The Yellow Fever Mosquito
Yellow Fever Mosquito (Aedes aegypti): The Yellow Fever mosquito, also known as Aedes aegypti, is the main suspect responsible for transmitting the Yellow Fever virus around the place. She can also give you dengue fever, chikungunya, Zika fever, and Mayaro , depending on where you are on the planet.
She (only the female Aedis is lethal), is tiny. From 4 to 7 mm in total size. Active day and night. Making them even more of a significant threat. They thrive in tropical and subtropical regions, including parts of Africa, South America, and Asia. Female mosquitoes transmit the virus when they bite an infected person and subsequently feed on another individual.
Wherever you go, look out for Yellow Fever warnings and ask around.
Yellow Fever is a viral disease caused by the Yellow Fever virus. Mosquitoes, ticks and other arthropods do the distribution. It primarily occurs in tropical and subtropical areas, where the virus jumps between mosquitoes and non-human primates (such as monkeys). Then the mosquitoes bite us and we get it.
Symptoms of Yellow Fever include fever, headache, muscle pain, nausea, and jaundice (yellowing of the skin and eyes). In severe cases, it can lead to organ failure and death.
-------
Task item A »
Answer these questions from the passage on the yellow fever mosquito:
(i) What is the total size range of the mosquito?
(ii) Besides mosquitoes, what does the passage say distributes the virus?
(iii) What does the passage give as the meaning of jaundice?
Task item B » Write a continuation of the passage on the yellow fever mosquito, picking up after its final sentence.
The rows come from a source unrelated to the passage on the yellow fever mosquito.

[Stored records]
-------
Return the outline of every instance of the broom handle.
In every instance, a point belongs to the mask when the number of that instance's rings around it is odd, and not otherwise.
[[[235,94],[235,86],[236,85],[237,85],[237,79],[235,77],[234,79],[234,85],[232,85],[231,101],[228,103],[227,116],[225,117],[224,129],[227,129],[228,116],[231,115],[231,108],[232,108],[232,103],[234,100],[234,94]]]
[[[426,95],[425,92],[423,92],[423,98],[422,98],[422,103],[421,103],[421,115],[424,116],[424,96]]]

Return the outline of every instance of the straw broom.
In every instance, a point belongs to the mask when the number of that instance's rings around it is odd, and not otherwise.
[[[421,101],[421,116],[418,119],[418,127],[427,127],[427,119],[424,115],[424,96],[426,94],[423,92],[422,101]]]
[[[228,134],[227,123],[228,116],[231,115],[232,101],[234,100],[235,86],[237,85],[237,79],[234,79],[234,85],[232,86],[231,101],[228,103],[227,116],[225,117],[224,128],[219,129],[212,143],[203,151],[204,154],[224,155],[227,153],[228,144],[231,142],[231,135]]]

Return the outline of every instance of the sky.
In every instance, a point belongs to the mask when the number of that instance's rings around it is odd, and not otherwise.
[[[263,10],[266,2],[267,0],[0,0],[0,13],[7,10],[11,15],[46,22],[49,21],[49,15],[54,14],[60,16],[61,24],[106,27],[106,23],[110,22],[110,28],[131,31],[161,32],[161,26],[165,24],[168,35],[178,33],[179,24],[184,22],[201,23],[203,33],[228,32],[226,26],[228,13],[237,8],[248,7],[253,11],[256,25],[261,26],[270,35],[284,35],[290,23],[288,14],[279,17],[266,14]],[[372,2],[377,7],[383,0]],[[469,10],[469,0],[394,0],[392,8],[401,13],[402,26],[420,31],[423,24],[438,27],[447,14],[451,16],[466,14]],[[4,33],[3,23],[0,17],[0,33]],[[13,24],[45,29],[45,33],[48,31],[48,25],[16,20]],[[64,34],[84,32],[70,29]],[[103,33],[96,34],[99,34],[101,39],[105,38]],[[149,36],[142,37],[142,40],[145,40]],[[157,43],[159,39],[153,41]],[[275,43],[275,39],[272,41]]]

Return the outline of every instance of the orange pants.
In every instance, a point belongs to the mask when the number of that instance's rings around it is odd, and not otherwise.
-------
Answer A »
(i) From 4 to 7 mm.
(ii) Ticks and other arthropods.
(iii) Yellowing of the skin and eyes.

Answer B »
This is a serious disease and you need to know all about it. It feels like malaria, but ten times worse.
Unfortunately, there is NO specific antiviral treatment for Yellow Fever. All you can try to do is to manage symptoms and complications.
Hydration: Ensuring adequate fluid intake to prevent dehydration.
Pain Relief: Providing pain relievers (such as Paracetamol, known as Acetaminophen in the US) to alleviate discomfort.
Hospitalization: Severe cases require hospitalization for close monitoring and supportive measures.
Healthy Diet: it is essential to eat fresh fruit and vegetables and to avoid anything unhealthy like alcohol.
Vaccination: The single most crucial preventive measure is vaccination. Before travelling to Yellow Fever-endemic areas, individuals should receive the Yellow Fever vaccine. Check with healthcare providers for recommendations based on your travel plans.
Mosquito Bite Prevention
Insect Repellent: Use EPA-registered insect repellents containing active ingredients like DEET, picaridin, IR3535, or oil of lemon eucalyptus (OLE). Apply as directed, even for pregnant or breastfeeding women.
Clothing: Wear long-sleeved shirts and pants to minimize skin exposure.
Permethrin-Treated Clothing: Treat clothing and gear with 0.5% permethrin or purchase permethrin-treated items. Permethrin repels and kills mosquitoes.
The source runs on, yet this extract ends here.